Set exercise: Starting with the line that contains "Species-survey task: indicate the large tree", write out each line through the end of the listing, unchanged. Output nothing else.

Exercise materials:
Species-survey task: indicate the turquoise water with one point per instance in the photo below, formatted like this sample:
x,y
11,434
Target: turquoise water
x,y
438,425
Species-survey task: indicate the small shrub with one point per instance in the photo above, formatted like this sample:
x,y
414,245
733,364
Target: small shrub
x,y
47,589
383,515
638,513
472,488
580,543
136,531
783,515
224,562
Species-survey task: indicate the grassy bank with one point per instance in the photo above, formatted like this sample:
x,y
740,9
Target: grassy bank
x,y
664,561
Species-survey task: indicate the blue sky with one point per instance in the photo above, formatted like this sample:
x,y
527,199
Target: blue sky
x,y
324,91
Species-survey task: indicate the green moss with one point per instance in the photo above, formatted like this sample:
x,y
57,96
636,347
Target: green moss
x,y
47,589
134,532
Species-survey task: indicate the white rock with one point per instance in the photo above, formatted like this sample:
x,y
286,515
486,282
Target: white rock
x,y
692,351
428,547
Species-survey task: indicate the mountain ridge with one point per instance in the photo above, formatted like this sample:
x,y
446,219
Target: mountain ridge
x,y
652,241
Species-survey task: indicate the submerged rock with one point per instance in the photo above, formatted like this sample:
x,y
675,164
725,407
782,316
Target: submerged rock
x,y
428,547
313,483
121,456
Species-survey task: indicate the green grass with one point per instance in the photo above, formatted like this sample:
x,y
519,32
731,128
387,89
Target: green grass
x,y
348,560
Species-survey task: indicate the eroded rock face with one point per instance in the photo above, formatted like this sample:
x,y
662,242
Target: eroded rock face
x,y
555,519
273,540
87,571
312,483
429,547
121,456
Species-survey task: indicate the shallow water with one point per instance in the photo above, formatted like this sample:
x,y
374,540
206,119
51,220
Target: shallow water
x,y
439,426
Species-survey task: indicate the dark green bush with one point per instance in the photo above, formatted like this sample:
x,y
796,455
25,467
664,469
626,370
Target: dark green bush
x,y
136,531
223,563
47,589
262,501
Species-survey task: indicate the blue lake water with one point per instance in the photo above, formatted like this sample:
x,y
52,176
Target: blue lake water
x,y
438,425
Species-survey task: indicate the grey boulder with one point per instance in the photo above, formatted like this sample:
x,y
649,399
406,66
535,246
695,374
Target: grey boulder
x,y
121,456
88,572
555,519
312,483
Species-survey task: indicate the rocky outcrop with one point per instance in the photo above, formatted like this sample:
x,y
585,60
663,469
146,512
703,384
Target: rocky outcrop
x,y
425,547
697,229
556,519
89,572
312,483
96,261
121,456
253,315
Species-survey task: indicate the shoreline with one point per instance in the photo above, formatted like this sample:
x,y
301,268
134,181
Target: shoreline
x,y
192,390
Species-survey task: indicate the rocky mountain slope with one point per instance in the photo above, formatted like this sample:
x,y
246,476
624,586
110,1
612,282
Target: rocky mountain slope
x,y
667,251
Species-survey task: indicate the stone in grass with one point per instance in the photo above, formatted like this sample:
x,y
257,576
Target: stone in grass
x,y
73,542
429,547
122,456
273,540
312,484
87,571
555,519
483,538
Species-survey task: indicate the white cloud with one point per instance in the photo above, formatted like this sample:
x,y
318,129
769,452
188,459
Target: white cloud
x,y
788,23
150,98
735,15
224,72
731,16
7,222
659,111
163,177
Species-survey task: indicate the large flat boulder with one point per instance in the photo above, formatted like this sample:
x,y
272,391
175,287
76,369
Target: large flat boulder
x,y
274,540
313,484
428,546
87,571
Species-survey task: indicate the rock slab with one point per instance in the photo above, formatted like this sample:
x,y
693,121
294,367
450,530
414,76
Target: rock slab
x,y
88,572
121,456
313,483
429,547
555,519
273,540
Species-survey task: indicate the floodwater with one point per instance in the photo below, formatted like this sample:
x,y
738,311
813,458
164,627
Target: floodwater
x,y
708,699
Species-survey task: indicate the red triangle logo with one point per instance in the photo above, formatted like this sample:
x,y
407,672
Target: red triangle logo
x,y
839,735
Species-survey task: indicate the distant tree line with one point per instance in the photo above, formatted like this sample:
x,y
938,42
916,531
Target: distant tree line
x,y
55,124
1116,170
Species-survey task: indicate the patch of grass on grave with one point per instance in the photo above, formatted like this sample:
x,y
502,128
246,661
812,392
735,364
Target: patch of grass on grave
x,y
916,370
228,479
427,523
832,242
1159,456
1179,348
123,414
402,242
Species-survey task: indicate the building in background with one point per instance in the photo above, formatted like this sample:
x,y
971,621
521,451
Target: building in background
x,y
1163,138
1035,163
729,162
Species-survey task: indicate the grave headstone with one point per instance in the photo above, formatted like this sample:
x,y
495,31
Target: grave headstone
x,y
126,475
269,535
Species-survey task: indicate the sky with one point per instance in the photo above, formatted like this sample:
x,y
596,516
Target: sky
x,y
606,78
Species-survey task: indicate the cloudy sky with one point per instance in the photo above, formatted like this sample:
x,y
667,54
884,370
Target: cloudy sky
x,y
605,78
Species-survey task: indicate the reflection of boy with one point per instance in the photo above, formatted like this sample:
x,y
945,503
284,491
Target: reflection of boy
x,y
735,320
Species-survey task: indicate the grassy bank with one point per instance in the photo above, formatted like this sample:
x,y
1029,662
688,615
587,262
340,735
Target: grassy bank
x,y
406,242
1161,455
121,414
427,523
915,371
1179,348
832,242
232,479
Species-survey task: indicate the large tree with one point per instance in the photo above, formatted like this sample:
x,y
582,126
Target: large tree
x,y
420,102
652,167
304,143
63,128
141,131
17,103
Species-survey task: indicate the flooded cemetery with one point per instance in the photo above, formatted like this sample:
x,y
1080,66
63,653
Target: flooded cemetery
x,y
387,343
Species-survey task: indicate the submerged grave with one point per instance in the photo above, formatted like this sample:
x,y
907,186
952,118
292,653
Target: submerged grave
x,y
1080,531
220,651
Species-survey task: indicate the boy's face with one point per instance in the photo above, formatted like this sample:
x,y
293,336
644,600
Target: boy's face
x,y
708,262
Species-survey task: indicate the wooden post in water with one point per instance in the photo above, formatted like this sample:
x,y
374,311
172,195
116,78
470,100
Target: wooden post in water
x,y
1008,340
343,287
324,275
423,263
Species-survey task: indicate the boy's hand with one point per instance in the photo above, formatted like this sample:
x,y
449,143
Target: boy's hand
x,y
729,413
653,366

Solved exercise:
Species-survey task: indicate the large tree with one point per instance in the photo above, formatted like this sample:
x,y
582,126
Target: large tree
x,y
420,102
652,167
304,143
63,128
141,131
17,103
Species-survey task: indicate the flooded cemetery with one point per instance in the photo above, formatted like this sample:
x,y
1080,66
63,653
Target: flooded cemetery
x,y
387,343
Species-survey task: indicate the submerged grave with one point per instance in the photo above, formatted like this sample:
x,y
907,186
952,118
292,653
Target: submerged grave
x,y
1080,531
220,651
Species-survey task: indicate the boy's face with one point per instance in the photo above, formatted like this sample:
x,y
293,336
644,600
Target: boy's face
x,y
708,262
Species-survey task: indicate the wooden post in water with one point per instance in the photo above, formatted like this sample:
x,y
374,311
172,195
116,78
470,100
Target: wooden post in water
x,y
1008,340
343,287
324,275
423,263
Species-survey task: indicate the boy's hand with one point per instance in the photo above, formatted like this sample:
x,y
449,143
Target: boy's hand
x,y
729,413
653,366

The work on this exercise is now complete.